Your assignment:
Begin at the line with "Can you find the white vanity" and write out every line after it, exactly, through the last line below, adding nothing.

___ Information supplied

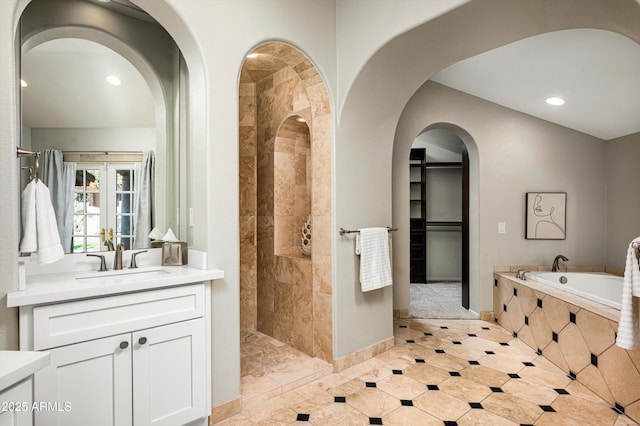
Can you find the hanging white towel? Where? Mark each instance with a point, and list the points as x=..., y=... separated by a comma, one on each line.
x=372, y=244
x=628, y=325
x=39, y=226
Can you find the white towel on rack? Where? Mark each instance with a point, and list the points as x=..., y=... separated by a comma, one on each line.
x=372, y=244
x=628, y=325
x=39, y=226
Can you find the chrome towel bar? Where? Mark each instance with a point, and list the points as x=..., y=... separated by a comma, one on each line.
x=343, y=231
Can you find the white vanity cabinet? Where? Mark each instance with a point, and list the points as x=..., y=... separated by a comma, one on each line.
x=16, y=385
x=127, y=359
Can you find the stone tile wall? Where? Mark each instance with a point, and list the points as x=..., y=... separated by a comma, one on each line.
x=265, y=104
x=574, y=333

______

Exercise solution:
Can you find the white vanity cabinet? Where? Mark each instance with a point, and list the points as x=..., y=... separated by a comma, one on each line.
x=16, y=385
x=127, y=359
Can you find the stone tile wall? Where? Mark each instance with a point, and list the points as x=..., y=... separated by a comma, one on each line.
x=265, y=104
x=574, y=333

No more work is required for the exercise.